-- Listed entries follows --
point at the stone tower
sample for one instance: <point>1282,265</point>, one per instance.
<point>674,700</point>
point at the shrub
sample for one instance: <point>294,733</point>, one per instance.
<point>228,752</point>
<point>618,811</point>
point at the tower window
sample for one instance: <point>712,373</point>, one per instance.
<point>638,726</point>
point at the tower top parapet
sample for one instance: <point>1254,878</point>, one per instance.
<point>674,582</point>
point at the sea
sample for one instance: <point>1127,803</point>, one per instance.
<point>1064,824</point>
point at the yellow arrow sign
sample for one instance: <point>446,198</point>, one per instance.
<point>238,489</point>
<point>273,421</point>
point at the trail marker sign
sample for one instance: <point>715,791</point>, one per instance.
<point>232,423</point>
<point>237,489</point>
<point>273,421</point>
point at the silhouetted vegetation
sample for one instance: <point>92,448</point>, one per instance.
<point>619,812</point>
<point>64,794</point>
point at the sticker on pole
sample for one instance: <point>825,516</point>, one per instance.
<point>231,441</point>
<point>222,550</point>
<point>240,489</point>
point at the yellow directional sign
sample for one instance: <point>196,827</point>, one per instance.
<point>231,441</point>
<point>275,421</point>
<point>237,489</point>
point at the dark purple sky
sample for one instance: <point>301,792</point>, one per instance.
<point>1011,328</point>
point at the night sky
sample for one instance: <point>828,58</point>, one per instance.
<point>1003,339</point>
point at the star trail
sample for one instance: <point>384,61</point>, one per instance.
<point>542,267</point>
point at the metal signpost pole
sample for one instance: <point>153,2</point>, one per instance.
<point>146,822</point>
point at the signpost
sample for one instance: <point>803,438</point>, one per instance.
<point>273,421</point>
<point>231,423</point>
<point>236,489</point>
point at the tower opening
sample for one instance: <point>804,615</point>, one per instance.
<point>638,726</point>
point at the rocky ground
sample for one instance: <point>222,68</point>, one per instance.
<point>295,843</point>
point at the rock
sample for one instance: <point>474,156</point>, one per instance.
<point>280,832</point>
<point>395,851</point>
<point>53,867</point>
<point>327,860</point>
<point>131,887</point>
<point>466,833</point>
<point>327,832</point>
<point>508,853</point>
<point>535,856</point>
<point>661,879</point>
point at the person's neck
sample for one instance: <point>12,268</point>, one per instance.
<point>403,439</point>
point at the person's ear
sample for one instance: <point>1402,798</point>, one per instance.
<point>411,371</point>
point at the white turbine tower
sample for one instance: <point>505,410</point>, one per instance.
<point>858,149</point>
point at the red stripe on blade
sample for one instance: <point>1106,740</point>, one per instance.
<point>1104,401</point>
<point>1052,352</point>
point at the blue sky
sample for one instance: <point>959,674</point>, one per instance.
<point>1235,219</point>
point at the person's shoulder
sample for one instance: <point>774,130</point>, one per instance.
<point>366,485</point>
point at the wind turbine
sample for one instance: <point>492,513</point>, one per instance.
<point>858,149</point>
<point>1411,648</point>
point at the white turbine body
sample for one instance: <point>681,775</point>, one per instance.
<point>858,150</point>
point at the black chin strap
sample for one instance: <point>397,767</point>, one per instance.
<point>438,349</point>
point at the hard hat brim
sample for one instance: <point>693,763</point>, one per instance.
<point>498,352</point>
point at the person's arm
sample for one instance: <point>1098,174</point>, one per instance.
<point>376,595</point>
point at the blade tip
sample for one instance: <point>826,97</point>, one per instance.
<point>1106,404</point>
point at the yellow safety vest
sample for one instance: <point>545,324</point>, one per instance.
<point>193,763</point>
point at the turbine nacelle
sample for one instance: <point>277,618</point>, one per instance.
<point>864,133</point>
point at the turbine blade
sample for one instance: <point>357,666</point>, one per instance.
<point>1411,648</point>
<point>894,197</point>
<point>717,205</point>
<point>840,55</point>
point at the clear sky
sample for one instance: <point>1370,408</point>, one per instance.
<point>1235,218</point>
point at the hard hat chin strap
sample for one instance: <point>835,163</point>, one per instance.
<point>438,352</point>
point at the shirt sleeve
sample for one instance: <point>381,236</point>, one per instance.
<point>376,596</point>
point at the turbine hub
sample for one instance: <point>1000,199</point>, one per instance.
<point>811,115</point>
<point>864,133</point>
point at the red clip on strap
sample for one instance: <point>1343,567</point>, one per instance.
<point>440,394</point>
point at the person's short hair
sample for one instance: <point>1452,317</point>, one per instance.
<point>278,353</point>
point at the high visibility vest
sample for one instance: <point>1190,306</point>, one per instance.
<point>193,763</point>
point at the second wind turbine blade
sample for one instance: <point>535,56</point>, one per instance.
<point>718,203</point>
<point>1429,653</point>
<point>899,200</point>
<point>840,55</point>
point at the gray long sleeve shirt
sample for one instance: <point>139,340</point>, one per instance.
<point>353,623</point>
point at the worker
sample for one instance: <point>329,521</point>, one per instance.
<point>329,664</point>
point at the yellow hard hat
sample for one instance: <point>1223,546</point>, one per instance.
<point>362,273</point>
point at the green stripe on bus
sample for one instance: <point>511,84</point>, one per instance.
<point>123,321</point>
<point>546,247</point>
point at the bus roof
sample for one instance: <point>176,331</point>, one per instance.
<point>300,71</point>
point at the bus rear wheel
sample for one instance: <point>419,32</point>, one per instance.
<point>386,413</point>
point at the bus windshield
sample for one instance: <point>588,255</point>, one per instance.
-- Listed entries concluded --
**Activity**. Everything in the data above is to be given again, unchanged.

**Your response**.
point at the stone tower
sample for one instance: <point>1282,265</point>, one per instance.
<point>674,700</point>
point at the shrub
sample for one instance: <point>294,733</point>, one per instance.
<point>228,752</point>
<point>618,811</point>
point at the tower window
sample for one instance: <point>712,373</point>, one per instance.
<point>638,726</point>
point at the tower top parapet
sample for one instance: <point>1254,878</point>, one per instance.
<point>674,582</point>
point at the sea
sample for one instance: <point>1127,803</point>, one per instance.
<point>1064,824</point>
point at the yellow arrow sign
sample for one instance: <point>446,198</point>, one per instance.
<point>238,489</point>
<point>273,421</point>
point at the trail marker sign
sample for one instance: <point>715,791</point>, one per instance.
<point>232,423</point>
<point>237,489</point>
<point>273,421</point>
point at the silhouetted vegetation
sample for one instance: <point>92,448</point>, one per instance.
<point>619,812</point>
<point>64,794</point>
point at the sticker on pole
sample for one instance: <point>825,516</point>, one per instance.
<point>231,441</point>
<point>222,550</point>
<point>240,489</point>
point at the yellow directional sign
sample for one instance: <point>196,827</point>, one per instance.
<point>231,441</point>
<point>275,421</point>
<point>237,489</point>
point at the dark purple sky
sample for one instance: <point>301,792</point>, one per instance.
<point>1011,328</point>
point at the night sky
sample for one instance: <point>828,58</point>, one per instance.
<point>1003,339</point>
point at the star trail
sample for one instance: <point>384,61</point>, one per instance.
<point>542,267</point>
point at the metal signpost pole
sample for one instance: <point>153,2</point>, one per instance.
<point>146,822</point>
point at the signpost
sample for one instance: <point>803,438</point>, one per instance.
<point>273,421</point>
<point>231,423</point>
<point>236,489</point>
point at the tower opening
sample for one instance: <point>804,615</point>, one per instance.
<point>638,726</point>
point at the rocky ground
sample for one instance: <point>222,68</point>, one per instance.
<point>295,843</point>
point at the rock
sample for one instance: <point>474,156</point>, one per instance.
<point>280,832</point>
<point>395,851</point>
<point>53,867</point>
<point>327,860</point>
<point>131,887</point>
<point>466,833</point>
<point>327,832</point>
<point>508,853</point>
<point>535,856</point>
<point>661,879</point>
point at the person's neck
sample for one instance: <point>12,268</point>, one per instance.
<point>403,439</point>
point at the person's ear
sample for one instance: <point>1402,798</point>, one per instance.
<point>411,371</point>
point at the white turbine tower
sample for one instance: <point>505,410</point>, one per instance.
<point>858,149</point>
point at the red stripe on blade
sample for one instance: <point>1106,740</point>, one per instance.
<point>1104,401</point>
<point>1052,352</point>
point at the blue sky
sample for one instance: <point>959,674</point>, one per instance.
<point>1235,219</point>
point at the person's shoulder
sample for one instance: <point>774,130</point>, one per instance.
<point>366,485</point>
point at the wind turbine
sample for one instance: <point>492,513</point>, one per instance.
<point>858,149</point>
<point>1411,648</point>
point at the white turbine body
sample for one instance: <point>681,775</point>, one per instance.
<point>858,150</point>
point at the black chin strap
sample for one instance: <point>397,767</point>, one per instance.
<point>438,349</point>
point at the hard hat brim
sample for one instance: <point>693,763</point>, one per instance.
<point>498,352</point>
point at the person's arm
sample for one instance: <point>1098,174</point>, one per instance.
<point>376,595</point>
point at the blade tip
sample for one instance: <point>826,97</point>, one per instance.
<point>1106,404</point>
point at the yellow safety vest
sample for one instance: <point>545,324</point>, one per instance.
<point>193,763</point>
point at the turbine nacelle
sample for one instance: <point>277,618</point>, one per instance.
<point>864,133</point>
point at the turbine blade
sample for one instance: <point>357,666</point>, one per instance.
<point>1411,648</point>
<point>894,197</point>
<point>717,205</point>
<point>840,55</point>
point at the clear sky
sample for one instance: <point>1370,408</point>, one per instance.
<point>1235,218</point>
point at the hard hat chin strap
sample for one instance: <point>835,163</point>, one per instance.
<point>438,352</point>
point at the shirt sleeve
sample for one instance: <point>381,236</point>, one per instance.
<point>376,596</point>
point at the turbine hub
sample for one instance: <point>1000,199</point>, one per instance.
<point>811,115</point>
<point>864,133</point>
point at the red clip on strap
sample for one instance: <point>1343,567</point>, one per instance.
<point>440,394</point>
point at the person's short hair
sample for one instance: <point>1452,317</point>, one per instance.
<point>278,353</point>
point at the high visibility vest
sample for one instance: <point>1190,306</point>, one per instance.
<point>193,763</point>
point at the second wind turbine blade
sample for one instance: <point>535,56</point>, one per instance.
<point>718,203</point>
<point>1429,653</point>
<point>899,200</point>
<point>840,55</point>
point at the gray long sleeve shirt
sample for one instance: <point>139,340</point>, one per instance.
<point>353,623</point>
point at the worker
sample for one instance: <point>329,521</point>, one per instance.
<point>329,664</point>
point at the yellow hard hat
sample for one instance: <point>1223,546</point>, one per instance.
<point>362,273</point>
point at the green stripe on bus
sample for one instance: <point>511,84</point>, one per instance.
<point>123,321</point>
<point>546,247</point>
point at the bus roof
sample for one instance: <point>176,331</point>, one per instance.
<point>300,71</point>
point at the bus rear wheel
sample for one instance: <point>419,32</point>, one per instance.
<point>386,413</point>
point at the bus windshield
sample for one instance: <point>588,255</point>, one per instance.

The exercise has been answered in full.